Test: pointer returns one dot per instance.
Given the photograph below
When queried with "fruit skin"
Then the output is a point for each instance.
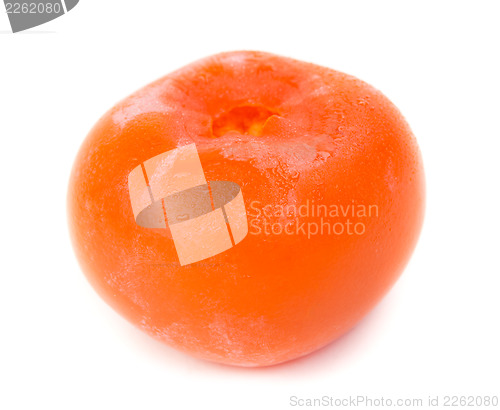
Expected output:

########################################

## The task
Copy out the listing with "photograph" swapped for "image" and nothing else changed. Omit the picture.

## Answer to the exercise
Test: pointer returns one dot per instance.
Given the image below
When queried with "fruit skin"
Then the output is a point for each instance.
Expected output:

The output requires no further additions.